What this task involves: Take each line of the entries below that contains "stone" and copy it.

Stored data:
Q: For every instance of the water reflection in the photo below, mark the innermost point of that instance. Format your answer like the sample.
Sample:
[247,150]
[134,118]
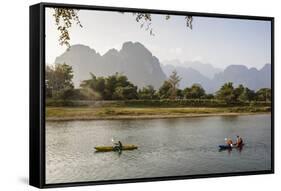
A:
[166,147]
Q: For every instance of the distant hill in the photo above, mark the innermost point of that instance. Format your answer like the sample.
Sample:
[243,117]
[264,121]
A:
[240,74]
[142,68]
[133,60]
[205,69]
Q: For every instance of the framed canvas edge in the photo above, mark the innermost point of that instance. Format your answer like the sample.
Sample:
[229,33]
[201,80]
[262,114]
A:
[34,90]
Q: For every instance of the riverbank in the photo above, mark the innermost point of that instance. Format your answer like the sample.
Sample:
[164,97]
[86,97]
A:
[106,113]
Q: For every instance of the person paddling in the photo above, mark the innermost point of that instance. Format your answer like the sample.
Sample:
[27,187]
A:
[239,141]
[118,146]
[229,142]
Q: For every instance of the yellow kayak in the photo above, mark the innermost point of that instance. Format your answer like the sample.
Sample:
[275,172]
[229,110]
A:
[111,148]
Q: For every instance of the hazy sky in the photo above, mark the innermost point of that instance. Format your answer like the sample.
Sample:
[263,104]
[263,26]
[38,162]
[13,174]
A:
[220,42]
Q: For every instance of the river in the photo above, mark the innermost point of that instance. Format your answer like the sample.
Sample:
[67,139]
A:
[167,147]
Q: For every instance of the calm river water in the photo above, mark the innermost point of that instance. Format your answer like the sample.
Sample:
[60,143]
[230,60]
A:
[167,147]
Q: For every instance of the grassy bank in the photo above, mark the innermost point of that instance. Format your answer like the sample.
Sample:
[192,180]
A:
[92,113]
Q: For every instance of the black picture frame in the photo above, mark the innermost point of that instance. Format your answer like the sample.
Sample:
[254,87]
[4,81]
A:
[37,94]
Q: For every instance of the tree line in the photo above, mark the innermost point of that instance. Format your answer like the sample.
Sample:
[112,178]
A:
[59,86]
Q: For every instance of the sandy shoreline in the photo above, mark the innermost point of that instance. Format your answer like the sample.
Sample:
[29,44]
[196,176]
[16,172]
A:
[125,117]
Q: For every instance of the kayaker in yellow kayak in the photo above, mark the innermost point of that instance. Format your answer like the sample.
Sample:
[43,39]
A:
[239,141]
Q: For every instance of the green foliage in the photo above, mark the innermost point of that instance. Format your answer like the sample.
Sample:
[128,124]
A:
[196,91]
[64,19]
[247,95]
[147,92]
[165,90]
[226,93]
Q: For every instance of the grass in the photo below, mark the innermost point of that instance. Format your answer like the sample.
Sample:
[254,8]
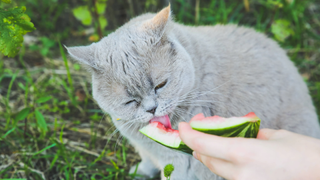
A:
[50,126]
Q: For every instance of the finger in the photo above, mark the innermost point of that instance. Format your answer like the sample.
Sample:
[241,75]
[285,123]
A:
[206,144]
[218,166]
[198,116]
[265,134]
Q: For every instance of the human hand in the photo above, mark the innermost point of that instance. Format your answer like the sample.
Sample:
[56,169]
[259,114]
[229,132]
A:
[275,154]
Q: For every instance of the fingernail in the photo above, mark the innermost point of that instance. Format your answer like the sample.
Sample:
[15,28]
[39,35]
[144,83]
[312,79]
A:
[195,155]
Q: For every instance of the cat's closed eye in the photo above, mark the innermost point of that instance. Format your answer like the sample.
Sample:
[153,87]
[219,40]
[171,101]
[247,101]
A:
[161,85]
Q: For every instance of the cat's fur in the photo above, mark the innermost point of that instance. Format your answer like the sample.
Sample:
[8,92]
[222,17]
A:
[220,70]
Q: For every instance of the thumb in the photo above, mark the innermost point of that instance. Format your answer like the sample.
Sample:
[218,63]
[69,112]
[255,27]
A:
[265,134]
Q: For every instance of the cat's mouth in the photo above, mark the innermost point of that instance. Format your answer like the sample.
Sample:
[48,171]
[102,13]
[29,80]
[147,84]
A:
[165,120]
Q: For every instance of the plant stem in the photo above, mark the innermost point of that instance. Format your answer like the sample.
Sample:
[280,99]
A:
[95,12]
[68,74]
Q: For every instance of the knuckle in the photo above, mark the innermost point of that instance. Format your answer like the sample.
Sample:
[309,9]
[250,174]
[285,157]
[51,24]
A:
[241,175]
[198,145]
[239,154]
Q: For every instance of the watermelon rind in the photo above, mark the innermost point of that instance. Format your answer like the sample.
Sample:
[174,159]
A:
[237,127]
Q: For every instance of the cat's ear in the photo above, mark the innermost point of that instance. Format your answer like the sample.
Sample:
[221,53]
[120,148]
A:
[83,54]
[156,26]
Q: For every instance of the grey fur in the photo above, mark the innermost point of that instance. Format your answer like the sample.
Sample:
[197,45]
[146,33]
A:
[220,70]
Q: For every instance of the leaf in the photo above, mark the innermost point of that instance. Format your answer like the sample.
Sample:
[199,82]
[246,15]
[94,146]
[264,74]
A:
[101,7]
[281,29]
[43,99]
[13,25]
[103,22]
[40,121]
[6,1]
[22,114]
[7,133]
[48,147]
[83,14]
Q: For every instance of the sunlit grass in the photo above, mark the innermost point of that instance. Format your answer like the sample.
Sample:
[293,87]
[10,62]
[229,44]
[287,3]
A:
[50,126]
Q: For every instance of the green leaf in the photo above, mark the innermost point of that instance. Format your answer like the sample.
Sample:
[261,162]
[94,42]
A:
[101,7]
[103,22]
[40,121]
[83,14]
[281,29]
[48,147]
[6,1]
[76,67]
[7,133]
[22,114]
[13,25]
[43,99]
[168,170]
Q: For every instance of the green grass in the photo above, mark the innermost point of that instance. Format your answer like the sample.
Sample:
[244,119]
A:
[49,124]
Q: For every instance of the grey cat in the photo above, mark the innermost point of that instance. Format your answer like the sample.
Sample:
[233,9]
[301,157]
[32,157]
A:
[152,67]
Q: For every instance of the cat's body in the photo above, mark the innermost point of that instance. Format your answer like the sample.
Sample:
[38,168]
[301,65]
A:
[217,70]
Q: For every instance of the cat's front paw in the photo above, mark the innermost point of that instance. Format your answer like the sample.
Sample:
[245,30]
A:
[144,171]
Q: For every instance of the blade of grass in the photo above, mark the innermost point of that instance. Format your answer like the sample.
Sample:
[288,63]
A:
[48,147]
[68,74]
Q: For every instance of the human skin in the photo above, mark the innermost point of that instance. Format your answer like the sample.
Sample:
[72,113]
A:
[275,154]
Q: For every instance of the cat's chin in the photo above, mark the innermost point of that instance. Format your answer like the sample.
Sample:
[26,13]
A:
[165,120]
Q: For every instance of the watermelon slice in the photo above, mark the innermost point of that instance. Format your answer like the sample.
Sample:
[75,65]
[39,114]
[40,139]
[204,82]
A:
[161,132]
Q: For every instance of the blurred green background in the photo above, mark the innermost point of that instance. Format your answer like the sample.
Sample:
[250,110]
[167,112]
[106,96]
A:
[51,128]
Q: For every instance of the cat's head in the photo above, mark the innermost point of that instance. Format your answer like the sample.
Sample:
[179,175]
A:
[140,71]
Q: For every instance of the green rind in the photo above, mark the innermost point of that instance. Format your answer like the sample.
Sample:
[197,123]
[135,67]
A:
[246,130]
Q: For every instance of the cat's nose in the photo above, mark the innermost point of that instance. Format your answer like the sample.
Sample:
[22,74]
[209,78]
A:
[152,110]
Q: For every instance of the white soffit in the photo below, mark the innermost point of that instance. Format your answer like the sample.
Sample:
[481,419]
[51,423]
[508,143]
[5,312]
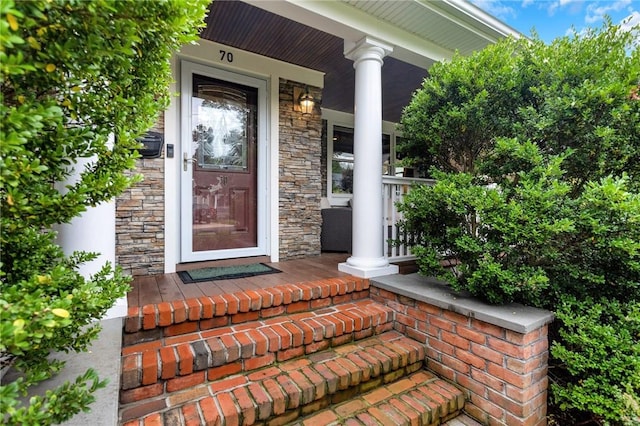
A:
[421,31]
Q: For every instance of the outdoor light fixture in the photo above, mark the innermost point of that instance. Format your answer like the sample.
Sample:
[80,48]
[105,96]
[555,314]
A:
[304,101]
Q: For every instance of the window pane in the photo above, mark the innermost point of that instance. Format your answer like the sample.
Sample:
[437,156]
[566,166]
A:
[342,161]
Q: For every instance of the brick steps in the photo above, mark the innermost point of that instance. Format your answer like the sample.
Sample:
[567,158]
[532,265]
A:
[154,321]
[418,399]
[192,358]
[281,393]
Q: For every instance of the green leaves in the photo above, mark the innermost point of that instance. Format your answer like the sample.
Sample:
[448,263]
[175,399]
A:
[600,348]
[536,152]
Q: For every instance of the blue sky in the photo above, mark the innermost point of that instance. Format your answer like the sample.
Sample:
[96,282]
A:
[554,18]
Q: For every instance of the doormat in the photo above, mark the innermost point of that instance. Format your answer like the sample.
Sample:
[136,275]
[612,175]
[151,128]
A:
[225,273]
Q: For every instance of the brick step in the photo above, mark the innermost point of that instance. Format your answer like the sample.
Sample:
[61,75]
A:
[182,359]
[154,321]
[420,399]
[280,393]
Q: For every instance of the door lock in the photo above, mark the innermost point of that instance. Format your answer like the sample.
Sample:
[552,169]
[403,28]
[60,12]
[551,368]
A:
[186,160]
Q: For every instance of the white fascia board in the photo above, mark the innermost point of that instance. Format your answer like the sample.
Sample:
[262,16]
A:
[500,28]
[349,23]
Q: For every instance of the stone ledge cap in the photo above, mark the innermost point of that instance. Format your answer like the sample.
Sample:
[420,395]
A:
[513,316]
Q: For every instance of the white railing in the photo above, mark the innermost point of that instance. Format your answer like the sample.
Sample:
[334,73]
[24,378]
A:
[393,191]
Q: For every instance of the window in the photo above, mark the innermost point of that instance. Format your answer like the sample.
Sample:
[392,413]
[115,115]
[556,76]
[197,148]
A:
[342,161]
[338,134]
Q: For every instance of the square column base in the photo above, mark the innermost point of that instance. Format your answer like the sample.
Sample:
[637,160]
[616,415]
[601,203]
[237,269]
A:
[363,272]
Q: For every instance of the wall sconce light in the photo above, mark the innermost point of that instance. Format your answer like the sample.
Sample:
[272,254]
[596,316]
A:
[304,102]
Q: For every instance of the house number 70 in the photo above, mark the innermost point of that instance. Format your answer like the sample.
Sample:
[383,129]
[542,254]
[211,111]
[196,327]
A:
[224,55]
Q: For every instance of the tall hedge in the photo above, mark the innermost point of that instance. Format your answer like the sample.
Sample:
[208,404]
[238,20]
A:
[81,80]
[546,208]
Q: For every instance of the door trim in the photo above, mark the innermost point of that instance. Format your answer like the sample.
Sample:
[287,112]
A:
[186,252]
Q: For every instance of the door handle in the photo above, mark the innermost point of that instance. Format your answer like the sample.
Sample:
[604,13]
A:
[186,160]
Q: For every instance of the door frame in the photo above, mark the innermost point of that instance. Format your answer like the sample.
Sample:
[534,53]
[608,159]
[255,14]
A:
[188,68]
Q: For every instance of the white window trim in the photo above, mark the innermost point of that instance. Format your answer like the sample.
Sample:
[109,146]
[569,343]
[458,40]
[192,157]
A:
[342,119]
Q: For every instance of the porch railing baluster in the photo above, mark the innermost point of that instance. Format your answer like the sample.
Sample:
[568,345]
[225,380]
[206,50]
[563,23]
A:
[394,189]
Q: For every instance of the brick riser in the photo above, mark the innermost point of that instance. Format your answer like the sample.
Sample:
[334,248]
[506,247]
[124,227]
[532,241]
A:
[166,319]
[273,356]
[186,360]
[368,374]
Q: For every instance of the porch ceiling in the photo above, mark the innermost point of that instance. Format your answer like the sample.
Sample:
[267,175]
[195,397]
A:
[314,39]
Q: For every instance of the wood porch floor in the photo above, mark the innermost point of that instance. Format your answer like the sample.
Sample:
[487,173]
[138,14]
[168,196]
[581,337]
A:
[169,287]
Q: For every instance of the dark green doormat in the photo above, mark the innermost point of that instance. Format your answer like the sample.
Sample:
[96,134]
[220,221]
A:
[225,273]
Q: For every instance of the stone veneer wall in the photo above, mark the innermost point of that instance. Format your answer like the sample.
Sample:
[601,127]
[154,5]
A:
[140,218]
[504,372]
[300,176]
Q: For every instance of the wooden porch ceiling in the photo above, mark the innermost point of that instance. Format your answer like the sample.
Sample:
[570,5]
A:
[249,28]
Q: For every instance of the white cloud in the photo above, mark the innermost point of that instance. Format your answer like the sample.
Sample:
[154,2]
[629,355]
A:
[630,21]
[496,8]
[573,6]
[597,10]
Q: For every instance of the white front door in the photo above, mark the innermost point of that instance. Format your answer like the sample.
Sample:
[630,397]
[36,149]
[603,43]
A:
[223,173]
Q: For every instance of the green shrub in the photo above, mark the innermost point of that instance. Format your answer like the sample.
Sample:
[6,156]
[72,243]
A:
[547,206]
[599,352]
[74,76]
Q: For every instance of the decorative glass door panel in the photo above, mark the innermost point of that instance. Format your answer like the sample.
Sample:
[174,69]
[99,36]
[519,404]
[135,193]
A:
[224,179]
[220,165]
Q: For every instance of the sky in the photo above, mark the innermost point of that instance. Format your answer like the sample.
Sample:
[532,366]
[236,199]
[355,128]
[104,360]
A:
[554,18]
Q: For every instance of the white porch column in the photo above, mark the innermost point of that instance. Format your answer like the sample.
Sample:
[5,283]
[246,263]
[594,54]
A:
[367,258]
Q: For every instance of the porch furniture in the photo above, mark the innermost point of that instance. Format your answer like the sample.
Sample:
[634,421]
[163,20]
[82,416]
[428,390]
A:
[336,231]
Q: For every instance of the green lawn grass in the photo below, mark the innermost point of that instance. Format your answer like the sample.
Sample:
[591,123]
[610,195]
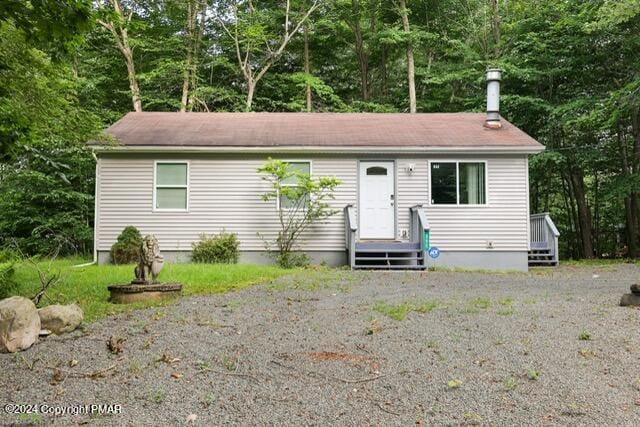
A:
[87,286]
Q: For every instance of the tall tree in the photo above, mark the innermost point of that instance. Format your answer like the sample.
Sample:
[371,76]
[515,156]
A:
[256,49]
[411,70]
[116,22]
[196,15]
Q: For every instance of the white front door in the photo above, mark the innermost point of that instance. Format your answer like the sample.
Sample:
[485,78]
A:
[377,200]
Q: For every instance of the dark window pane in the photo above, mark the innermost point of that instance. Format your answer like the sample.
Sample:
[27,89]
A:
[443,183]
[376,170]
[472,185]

Answer area:
Q: For every instance of the stone ledge cap in the photo above, mark the innermost point of that instance. Format your answer like the sample.
Q: For every instance of the stone veneer wall in the photo above, mark the innermost point of that instance. Format your answer like the sample.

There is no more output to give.